Using the records that appear below, write out exactly the lines from the one with "box: [259, 200, 315, 239]" through the one with "positive clicks: (349, 146)", keeping both end lines.

☆ ☆ ☆ ☆ ☆ ☆ ☆

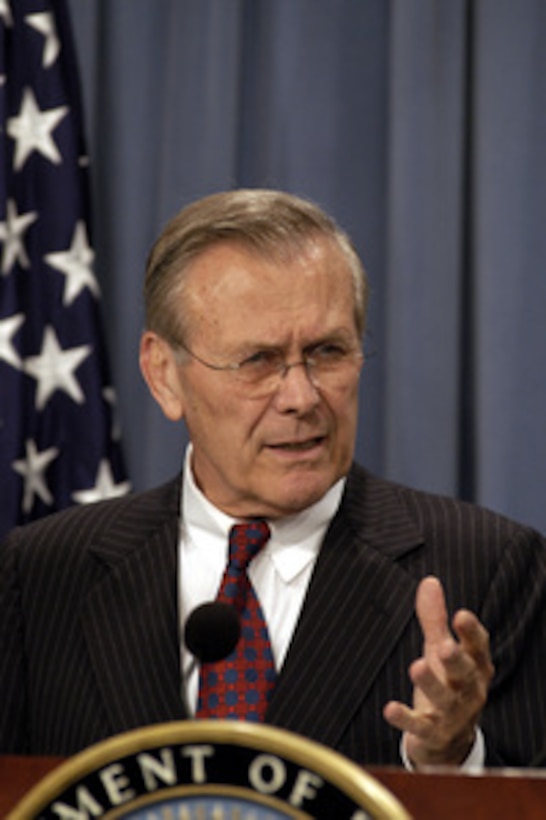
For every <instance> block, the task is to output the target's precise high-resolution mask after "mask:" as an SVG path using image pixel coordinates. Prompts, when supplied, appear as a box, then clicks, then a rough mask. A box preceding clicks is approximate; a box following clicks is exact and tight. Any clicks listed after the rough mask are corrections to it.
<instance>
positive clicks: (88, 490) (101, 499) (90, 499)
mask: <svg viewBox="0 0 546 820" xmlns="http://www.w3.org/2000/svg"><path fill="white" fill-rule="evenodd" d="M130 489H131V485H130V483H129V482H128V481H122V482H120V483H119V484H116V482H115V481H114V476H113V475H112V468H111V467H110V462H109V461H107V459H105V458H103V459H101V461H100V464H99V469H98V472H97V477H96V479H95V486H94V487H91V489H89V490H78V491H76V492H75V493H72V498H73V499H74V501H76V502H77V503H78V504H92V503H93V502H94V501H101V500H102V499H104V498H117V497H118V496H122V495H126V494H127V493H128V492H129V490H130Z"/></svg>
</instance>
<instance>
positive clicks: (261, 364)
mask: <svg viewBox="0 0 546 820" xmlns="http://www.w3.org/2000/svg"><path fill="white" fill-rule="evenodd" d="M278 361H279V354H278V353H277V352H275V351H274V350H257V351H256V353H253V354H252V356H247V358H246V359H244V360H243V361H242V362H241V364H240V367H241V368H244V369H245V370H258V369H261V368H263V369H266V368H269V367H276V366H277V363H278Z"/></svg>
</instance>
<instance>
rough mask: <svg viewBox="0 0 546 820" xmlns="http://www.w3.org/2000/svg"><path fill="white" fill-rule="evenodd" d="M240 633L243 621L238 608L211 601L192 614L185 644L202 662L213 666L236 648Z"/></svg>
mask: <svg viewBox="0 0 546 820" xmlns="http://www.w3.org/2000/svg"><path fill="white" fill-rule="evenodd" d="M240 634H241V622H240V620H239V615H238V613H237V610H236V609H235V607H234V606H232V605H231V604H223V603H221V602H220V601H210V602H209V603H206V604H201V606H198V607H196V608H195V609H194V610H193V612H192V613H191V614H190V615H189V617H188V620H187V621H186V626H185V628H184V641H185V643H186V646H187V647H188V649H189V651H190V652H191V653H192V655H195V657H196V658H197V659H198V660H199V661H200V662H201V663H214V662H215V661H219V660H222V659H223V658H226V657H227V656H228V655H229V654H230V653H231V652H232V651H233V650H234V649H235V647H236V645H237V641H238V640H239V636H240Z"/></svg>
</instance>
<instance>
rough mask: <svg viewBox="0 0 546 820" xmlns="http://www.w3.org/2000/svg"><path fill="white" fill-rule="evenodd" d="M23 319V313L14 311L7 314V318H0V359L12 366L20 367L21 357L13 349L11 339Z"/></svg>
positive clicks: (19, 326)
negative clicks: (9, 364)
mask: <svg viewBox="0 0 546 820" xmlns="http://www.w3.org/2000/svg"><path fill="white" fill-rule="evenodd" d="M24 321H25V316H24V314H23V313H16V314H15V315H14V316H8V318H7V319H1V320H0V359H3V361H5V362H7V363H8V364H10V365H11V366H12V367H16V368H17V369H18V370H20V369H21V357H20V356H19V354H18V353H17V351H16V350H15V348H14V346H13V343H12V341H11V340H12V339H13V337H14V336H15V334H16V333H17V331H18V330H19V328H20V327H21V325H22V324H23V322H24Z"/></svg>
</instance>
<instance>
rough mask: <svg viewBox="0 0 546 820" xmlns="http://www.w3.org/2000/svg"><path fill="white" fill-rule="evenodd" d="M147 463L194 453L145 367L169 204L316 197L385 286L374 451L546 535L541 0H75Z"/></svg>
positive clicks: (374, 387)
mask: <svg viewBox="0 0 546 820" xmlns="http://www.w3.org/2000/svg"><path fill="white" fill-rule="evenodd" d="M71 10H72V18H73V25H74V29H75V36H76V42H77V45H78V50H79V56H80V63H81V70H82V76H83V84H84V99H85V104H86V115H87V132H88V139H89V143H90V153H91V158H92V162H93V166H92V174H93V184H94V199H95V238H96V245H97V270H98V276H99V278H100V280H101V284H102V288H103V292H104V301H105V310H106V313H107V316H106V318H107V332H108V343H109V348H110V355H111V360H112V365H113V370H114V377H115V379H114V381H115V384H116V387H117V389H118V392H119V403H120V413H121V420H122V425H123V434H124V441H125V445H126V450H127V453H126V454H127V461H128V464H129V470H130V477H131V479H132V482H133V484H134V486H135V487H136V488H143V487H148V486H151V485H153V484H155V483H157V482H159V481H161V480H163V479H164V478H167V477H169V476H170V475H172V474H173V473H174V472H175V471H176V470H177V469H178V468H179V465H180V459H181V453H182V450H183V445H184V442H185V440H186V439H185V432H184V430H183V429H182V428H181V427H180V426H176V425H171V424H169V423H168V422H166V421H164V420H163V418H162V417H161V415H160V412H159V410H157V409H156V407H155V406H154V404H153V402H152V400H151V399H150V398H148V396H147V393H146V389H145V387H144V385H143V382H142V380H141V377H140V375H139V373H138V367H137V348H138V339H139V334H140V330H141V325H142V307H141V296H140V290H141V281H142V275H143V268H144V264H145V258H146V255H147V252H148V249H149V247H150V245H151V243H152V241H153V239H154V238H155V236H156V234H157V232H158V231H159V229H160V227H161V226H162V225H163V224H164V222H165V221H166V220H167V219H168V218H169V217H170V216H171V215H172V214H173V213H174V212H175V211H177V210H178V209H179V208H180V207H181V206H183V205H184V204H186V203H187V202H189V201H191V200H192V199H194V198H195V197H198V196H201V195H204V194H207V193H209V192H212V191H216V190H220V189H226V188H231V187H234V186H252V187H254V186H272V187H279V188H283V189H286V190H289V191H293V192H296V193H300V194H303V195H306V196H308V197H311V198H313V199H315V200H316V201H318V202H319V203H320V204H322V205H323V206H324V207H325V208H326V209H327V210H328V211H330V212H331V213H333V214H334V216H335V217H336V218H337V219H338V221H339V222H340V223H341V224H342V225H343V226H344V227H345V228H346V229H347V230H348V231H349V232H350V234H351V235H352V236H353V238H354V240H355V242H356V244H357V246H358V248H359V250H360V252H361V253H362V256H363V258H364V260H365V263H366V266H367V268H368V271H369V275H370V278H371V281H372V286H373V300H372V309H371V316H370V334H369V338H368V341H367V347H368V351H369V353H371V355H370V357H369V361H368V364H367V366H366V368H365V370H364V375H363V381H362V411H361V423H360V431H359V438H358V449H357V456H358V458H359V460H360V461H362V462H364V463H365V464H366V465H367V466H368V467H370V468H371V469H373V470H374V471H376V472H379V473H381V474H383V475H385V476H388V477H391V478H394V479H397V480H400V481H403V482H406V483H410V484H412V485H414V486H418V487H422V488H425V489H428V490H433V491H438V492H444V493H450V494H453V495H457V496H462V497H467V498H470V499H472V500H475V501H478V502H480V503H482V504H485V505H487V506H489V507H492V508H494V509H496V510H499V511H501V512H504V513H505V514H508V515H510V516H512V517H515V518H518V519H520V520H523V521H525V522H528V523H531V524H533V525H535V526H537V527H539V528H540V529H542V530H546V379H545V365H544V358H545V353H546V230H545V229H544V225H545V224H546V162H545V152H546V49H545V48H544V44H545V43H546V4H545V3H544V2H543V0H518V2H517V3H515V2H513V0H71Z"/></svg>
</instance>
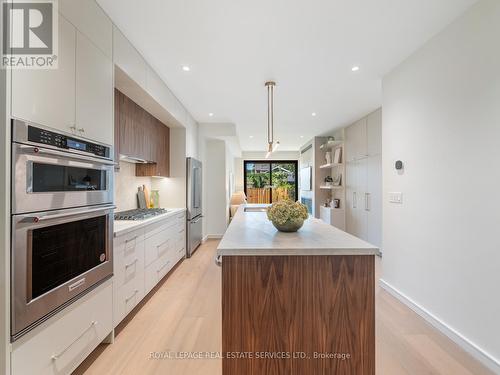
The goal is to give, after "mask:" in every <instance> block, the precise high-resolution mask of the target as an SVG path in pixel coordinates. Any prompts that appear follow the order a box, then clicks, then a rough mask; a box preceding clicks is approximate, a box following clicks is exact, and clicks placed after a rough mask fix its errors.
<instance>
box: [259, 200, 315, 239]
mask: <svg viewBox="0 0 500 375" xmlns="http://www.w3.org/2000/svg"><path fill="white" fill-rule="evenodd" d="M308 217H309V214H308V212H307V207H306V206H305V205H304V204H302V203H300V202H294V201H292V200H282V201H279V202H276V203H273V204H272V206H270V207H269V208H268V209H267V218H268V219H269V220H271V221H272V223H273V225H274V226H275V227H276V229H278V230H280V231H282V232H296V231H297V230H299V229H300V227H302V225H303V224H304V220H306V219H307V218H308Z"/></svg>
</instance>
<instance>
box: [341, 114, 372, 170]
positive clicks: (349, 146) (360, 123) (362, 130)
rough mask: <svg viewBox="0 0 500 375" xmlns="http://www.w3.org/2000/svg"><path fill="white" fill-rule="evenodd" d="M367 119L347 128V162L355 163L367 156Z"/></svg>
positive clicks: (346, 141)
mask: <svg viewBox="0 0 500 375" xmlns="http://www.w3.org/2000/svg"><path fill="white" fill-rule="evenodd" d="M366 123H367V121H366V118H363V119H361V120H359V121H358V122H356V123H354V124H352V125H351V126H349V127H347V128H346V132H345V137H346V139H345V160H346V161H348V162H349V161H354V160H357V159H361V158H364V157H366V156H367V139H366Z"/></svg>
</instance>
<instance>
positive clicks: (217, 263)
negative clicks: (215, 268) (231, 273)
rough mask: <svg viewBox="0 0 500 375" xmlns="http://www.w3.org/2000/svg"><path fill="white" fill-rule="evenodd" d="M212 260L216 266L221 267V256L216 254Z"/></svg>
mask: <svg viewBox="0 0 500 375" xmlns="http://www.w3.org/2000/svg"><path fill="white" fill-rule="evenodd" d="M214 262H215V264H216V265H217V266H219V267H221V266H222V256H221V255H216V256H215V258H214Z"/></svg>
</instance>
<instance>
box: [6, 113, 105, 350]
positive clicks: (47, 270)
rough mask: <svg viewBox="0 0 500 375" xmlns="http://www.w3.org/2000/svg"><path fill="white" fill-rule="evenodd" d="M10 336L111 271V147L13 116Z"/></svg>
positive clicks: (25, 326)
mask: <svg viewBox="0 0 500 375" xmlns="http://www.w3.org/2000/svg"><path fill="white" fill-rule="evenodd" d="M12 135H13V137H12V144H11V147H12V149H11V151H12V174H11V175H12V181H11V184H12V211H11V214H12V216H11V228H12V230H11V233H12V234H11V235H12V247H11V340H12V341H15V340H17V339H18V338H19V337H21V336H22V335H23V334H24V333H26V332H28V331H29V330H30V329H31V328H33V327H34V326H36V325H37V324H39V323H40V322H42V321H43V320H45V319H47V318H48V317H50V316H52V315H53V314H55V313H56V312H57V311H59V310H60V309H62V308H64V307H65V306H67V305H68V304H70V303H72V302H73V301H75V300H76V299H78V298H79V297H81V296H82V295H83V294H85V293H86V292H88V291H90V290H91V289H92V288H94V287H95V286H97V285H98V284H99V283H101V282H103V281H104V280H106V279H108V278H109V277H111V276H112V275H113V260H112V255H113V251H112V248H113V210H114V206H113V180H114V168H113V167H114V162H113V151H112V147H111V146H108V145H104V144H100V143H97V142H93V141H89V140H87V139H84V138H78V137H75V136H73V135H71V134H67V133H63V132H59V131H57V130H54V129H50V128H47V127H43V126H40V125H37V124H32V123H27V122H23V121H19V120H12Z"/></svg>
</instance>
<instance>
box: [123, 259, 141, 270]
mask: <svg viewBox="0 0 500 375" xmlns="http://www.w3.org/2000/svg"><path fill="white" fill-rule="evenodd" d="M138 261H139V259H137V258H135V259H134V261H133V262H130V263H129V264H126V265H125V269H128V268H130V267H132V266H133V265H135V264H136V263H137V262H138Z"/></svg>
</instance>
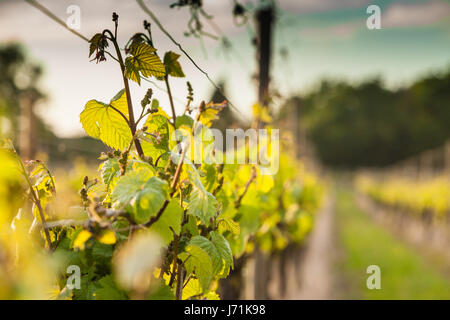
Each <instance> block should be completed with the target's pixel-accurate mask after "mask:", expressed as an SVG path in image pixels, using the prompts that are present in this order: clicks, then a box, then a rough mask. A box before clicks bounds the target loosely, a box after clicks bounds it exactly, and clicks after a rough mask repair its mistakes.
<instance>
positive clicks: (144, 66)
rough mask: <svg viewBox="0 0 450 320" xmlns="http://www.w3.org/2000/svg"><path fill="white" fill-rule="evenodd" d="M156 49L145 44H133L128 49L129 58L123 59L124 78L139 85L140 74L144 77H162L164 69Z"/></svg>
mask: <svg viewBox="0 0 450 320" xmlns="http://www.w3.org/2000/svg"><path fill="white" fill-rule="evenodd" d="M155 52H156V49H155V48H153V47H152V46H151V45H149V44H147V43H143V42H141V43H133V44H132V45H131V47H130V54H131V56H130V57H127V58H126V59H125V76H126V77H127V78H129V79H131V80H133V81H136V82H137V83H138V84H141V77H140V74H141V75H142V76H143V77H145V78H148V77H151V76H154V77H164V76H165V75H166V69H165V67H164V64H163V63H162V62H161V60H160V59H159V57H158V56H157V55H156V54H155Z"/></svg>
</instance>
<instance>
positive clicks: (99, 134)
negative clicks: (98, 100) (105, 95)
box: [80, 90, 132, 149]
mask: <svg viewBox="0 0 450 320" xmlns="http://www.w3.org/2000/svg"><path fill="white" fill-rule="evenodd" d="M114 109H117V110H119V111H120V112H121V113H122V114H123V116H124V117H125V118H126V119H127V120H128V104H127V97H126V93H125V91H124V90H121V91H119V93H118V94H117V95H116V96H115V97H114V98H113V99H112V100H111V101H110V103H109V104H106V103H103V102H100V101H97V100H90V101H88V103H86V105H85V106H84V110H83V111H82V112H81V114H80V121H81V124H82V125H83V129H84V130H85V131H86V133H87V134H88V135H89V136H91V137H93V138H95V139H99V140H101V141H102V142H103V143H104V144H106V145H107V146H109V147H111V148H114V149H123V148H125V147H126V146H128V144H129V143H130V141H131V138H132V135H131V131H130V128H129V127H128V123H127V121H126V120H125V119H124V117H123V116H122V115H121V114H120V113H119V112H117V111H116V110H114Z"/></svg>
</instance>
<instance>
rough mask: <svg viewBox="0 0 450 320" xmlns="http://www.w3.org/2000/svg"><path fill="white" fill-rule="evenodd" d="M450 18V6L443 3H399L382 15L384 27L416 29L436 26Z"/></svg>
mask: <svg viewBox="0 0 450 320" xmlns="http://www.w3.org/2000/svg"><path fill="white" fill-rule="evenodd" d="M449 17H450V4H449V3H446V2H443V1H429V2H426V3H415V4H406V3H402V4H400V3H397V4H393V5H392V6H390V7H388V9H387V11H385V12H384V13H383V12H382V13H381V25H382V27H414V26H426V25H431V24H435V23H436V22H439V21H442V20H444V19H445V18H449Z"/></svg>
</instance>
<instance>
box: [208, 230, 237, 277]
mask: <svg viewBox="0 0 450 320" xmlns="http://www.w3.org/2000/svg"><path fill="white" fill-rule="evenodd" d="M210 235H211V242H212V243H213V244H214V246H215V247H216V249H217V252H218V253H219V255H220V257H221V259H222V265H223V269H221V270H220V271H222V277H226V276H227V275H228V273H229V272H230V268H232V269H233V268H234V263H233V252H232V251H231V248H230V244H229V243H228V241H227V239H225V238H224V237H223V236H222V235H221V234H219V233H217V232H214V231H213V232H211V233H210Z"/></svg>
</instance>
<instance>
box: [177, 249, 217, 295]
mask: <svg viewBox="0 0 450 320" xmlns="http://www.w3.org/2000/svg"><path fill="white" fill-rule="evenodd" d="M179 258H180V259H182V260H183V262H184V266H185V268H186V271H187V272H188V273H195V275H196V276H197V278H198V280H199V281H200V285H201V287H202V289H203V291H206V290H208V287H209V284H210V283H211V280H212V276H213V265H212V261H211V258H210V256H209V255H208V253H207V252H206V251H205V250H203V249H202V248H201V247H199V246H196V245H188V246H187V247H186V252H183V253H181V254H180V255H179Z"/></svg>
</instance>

☆ ☆ ☆ ☆ ☆ ☆ ☆

• [WRITTEN REPLY]:
box: [259, 200, 315, 239]
mask: <svg viewBox="0 0 500 375" xmlns="http://www.w3.org/2000/svg"><path fill="white" fill-rule="evenodd" d="M308 217H309V214H308V212H307V207H306V206H305V205H304V204H302V203H300V202H294V201H292V200H282V201H279V202H276V203H273V204H272V206H270V207H269V208H268V209H267V218H268V219H269V220H271V221H272V223H273V225H274V226H275V227H276V229H278V230H280V231H282V232H296V231H297V230H299V229H300V227H302V225H303V224H304V220H306V219H307V218H308Z"/></svg>
</instance>
<instance>
box: [341, 114, 372, 170]
positive clicks: (349, 146) (360, 123) (362, 130)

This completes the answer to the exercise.